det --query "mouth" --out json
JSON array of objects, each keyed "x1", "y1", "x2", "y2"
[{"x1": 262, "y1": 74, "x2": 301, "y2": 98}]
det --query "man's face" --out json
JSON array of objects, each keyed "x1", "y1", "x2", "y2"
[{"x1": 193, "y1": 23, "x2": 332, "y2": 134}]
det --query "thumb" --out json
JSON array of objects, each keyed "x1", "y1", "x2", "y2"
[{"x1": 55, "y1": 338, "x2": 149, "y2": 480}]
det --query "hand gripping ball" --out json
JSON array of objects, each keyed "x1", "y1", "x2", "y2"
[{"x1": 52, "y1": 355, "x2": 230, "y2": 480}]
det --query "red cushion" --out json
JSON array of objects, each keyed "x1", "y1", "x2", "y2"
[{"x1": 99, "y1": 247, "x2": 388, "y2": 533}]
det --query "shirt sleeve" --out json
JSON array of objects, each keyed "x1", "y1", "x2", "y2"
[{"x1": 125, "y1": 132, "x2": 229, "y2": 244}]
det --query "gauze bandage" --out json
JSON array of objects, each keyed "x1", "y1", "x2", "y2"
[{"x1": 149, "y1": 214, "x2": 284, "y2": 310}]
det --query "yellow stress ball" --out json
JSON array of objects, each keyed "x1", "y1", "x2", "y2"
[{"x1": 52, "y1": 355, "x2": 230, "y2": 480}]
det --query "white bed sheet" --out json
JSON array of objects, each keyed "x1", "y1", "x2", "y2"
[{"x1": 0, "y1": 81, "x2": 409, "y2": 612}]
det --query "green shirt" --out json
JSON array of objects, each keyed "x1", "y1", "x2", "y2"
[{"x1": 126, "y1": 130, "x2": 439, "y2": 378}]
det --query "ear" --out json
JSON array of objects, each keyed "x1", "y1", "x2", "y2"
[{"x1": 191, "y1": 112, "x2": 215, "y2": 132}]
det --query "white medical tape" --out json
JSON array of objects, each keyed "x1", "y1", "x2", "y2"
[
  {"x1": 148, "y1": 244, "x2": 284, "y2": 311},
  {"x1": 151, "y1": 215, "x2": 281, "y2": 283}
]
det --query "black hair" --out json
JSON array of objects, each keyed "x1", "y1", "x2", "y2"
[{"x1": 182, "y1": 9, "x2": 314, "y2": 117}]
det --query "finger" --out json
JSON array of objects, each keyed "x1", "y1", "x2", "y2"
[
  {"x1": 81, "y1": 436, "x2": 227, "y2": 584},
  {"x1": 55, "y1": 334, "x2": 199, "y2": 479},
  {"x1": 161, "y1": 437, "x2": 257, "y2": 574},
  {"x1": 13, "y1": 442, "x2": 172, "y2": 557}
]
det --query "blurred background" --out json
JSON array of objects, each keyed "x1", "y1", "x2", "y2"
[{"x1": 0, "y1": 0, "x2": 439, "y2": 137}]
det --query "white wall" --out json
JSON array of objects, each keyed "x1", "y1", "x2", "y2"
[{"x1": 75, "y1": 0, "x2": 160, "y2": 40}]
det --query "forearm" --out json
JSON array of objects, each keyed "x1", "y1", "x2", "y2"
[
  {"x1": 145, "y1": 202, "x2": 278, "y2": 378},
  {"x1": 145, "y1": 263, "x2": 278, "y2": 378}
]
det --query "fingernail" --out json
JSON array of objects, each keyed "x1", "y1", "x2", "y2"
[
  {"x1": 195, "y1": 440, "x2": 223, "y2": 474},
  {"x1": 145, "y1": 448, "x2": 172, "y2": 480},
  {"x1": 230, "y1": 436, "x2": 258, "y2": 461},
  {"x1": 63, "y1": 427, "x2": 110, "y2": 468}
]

** WHAT TO WORK ON **
Pull out each line above that contains the word "white", treating uppercase and lowercase as different.

** THE RESULT **
det --query "white bed sheet" --out json
det --query "white medical tape" --out json
det --query "white wall" --out json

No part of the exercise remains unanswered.